From the line with "the van side" through the final line, please write out the listing exactly, including both of those lines.
**********
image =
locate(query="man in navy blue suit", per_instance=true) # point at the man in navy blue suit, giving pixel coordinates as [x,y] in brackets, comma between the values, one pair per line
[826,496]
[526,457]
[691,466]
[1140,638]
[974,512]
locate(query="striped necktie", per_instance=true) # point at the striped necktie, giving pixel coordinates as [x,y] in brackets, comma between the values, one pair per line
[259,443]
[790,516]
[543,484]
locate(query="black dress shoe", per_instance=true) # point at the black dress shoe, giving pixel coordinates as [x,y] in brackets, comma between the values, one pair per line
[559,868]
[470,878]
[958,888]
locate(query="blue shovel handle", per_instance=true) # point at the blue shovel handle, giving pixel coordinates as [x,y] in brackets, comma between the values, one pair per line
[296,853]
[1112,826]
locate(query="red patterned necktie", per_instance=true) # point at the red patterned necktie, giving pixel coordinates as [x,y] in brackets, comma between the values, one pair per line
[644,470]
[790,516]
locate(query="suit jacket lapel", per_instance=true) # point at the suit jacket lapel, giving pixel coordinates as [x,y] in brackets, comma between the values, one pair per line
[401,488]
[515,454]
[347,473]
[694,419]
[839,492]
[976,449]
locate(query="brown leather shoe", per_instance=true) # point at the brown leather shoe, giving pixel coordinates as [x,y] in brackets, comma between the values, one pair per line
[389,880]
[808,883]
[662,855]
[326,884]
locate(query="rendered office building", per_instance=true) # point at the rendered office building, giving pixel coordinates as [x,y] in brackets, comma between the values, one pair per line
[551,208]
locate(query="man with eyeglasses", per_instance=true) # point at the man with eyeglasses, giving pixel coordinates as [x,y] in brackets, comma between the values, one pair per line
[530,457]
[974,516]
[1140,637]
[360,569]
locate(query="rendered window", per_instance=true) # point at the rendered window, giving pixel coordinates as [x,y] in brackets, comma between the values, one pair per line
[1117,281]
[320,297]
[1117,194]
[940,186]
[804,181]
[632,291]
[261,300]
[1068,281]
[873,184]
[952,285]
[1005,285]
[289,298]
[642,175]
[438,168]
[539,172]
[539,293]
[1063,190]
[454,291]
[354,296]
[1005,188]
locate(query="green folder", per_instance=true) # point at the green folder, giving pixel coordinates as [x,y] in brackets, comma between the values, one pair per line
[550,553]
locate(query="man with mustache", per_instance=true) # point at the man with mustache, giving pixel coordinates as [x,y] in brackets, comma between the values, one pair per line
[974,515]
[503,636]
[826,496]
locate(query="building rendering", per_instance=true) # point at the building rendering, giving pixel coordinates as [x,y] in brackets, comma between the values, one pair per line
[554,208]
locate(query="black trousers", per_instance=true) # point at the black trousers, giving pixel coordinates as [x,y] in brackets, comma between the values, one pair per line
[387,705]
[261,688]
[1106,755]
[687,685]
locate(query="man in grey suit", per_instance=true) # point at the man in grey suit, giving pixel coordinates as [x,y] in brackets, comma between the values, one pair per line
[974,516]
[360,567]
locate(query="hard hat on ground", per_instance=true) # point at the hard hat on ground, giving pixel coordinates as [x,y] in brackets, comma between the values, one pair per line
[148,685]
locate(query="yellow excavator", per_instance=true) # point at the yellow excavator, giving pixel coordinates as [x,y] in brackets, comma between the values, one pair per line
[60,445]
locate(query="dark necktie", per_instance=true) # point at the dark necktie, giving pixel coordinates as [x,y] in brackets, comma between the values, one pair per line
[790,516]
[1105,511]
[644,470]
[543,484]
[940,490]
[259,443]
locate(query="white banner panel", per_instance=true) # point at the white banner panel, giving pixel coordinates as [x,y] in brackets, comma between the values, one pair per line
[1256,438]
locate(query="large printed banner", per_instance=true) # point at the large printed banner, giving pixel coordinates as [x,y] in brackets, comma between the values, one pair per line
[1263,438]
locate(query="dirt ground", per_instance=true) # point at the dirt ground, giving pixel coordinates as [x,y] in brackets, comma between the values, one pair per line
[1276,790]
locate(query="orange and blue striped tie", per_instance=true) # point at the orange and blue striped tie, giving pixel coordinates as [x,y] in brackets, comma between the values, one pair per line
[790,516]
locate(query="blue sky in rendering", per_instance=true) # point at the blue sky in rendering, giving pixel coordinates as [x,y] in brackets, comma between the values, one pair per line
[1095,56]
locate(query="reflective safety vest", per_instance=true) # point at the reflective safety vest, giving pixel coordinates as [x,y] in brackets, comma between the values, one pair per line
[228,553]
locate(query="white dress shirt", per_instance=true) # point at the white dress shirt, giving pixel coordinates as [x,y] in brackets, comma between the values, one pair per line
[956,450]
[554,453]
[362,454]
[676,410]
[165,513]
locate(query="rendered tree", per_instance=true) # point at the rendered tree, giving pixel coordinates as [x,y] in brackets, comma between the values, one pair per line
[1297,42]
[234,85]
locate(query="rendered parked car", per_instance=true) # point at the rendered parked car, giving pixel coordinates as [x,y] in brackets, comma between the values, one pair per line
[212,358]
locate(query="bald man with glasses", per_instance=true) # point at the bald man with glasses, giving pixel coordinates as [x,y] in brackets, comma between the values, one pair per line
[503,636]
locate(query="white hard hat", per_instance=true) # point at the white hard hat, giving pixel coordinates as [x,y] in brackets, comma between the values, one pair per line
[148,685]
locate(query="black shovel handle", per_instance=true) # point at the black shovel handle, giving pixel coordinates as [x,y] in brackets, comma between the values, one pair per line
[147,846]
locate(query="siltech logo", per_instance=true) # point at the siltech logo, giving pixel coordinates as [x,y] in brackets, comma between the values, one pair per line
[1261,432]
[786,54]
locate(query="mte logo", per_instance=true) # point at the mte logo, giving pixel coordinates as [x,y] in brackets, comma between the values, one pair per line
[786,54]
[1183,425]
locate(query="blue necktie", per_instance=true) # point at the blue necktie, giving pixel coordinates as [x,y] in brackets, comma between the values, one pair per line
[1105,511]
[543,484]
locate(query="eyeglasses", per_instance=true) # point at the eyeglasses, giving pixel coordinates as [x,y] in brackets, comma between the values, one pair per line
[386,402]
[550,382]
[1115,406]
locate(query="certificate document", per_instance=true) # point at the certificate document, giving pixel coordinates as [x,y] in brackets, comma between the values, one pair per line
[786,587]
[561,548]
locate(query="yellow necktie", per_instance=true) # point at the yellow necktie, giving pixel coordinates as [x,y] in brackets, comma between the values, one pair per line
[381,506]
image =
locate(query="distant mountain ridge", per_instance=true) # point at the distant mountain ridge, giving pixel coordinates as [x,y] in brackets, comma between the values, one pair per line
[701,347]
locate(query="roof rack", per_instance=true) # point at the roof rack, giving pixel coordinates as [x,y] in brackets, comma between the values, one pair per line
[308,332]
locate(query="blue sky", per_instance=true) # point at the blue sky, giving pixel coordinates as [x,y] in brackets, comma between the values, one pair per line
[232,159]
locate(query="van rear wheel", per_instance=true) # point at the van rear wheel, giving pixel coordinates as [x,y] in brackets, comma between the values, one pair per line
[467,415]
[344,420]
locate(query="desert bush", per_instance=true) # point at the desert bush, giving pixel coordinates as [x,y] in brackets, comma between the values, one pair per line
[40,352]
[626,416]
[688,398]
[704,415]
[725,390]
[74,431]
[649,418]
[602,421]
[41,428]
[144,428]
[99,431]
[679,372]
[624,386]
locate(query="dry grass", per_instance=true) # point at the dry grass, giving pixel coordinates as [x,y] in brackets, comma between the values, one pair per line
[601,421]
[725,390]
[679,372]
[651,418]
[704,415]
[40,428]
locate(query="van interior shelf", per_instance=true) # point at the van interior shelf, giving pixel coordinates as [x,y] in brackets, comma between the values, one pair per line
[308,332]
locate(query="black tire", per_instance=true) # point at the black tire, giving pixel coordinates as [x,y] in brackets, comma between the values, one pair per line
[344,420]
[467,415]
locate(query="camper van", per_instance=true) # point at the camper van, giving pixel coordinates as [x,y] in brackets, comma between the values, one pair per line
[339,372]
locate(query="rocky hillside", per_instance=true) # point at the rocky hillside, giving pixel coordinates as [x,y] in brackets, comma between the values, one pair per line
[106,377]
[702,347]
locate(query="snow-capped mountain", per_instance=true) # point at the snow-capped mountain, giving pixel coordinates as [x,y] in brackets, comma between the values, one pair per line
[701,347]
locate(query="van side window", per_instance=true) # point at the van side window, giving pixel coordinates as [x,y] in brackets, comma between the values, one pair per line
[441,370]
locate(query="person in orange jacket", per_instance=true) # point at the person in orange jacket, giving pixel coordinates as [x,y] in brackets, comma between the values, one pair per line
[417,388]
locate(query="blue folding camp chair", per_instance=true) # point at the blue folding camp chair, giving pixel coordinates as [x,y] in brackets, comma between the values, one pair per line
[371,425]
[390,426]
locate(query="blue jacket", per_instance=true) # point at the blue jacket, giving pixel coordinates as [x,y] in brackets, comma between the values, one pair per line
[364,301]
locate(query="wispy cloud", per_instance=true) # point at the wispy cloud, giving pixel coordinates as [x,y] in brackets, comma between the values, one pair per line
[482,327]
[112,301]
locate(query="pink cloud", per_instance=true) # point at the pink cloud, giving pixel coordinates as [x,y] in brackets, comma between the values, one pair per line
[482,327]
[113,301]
**********
§ TASK RESPONSE
locate(query="van side window", per_instance=true) # point at the van side window, giving pixel coordinates as [x,y] in brackets, comma between the values, one pair per line
[441,370]
locate(query="person in orange jacket", per_instance=true) # point at the person in orange jacket, giving pixel coordinates as [x,y] in brackets, comma between the values, one pair per line
[417,388]
locate(query="blue folding camp chair", per_instance=true) # point at the blue folding camp chair, giving pixel coordinates as [x,y] in brackets, comma between the values, one pair per line
[371,425]
[390,426]
locate(query="blue jacket", per_instance=true) # point at the blue jacket, giving pixel coordinates as [x,y] in brackets, comma between the values, one pair per line
[364,301]
locate(query="wispy cloud", per_instance=true) # point at the wispy cloud, giving pixel coordinates as [x,y] in brackets, comma between the values, one pair per line
[482,327]
[112,301]
locate(query="pink cloud", per_instance=true) # point at the pink cloud, giving pixel coordinates as [x,y] in brackets, comma between the values, one pair per line
[482,327]
[113,301]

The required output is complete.